▸ **Task statement**:
In the calculus solution below, what is the slope of the graph of the inverse of f(x) = mx?

▸ **Source text**:
━━━━━━━━━━━━━━━━━━━━━━━━━━━━━━
## University Calculus: Early Transcendentals (3rd Edition)

(a) $$f^{-1}(x)=\frac{x}{m}$$ (b) The graph of the inverse of $y=f(x)=mx$ is a line through the origin with a non-zero slope $\frac{1}{m}$
$$y=f(x)=mx\hspace{1cm}m\ne0$$ (a) To find its inverse: 1) Solve for $x$ in terms of $y$: $$y=mx$$ $$x=\frac{y}{m}$$ 2) Interchange $x$ and $y$: $$y=\frac{x}{m}$$ Therefore, $$f^{-1}(x)=\frac{x}{m}$$ (b) As told in the exercise, $f(x)=mx$ in the graph is a line through the origin with a non-zero slope $m$. We found its inverse, which is $f^{-1}(x)=\frac{x}{m}$ If we replace $x=0$, we find that $f^{-1}(0)=\frac{0}{m}=0$. So the graph of the inverse also goes through the origin. Looking at the formula, we figure that the graph of the inverse is also a line, too, with a non-zero slope $\frac{1}{m}$ Therefore, we can conclude that the graph of the inverse of $y=f(x)=mx$ is a line through the origin with a non-zero slope $\frac{1}{m}$
━━━━━━━━━━━━━━━━━━━━━━━━━━━━━━
▸ **Provided data**:

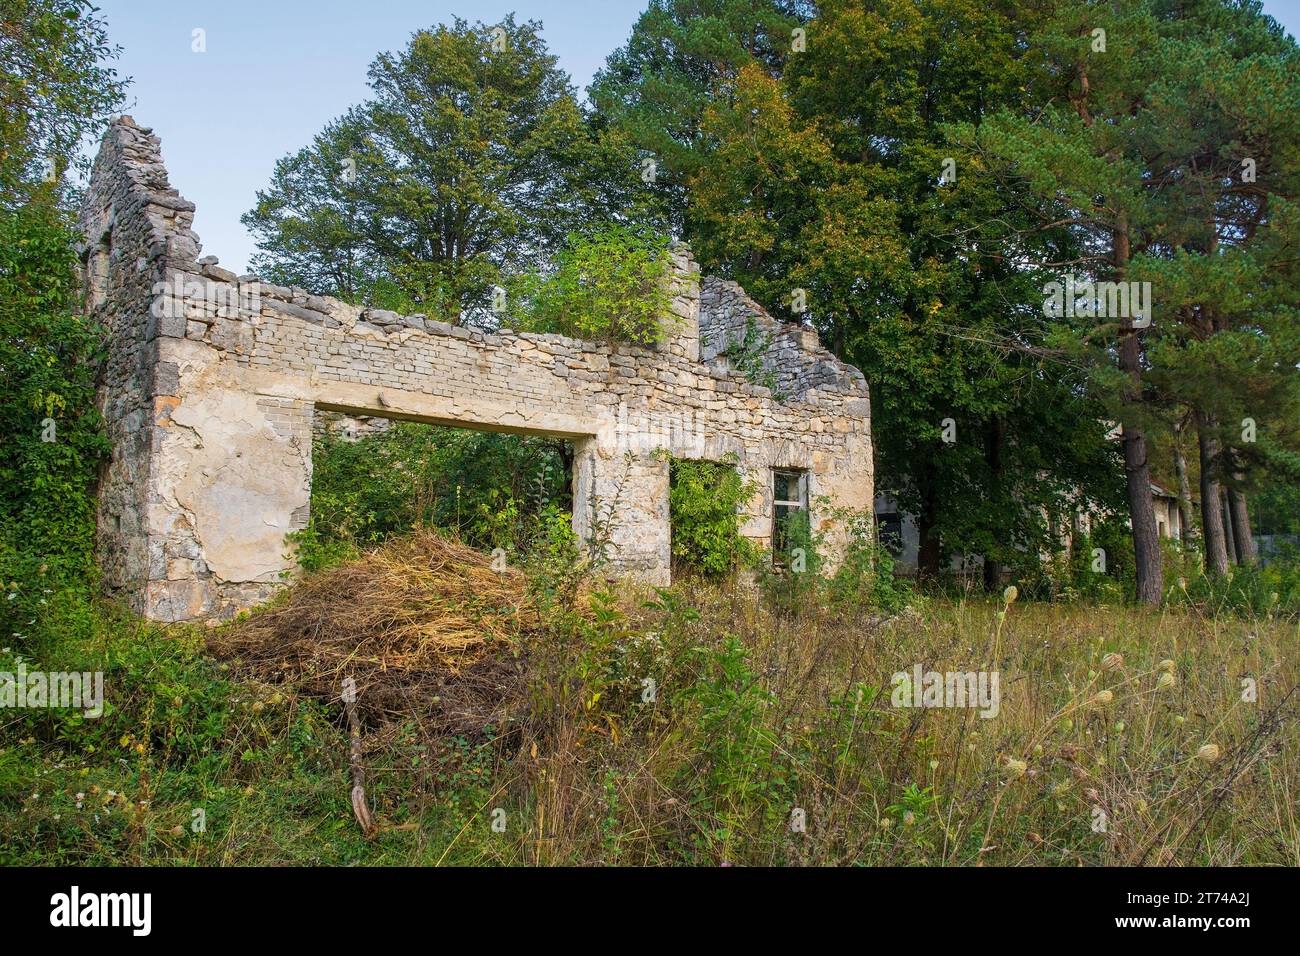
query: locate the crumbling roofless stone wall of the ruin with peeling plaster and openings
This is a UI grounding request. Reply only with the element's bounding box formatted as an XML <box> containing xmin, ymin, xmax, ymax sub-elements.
━━━━━━━━━━━━━━━━━━━━━━━━━━━━━━
▸ **Expected output**:
The slope is 1/m, which is non-zero.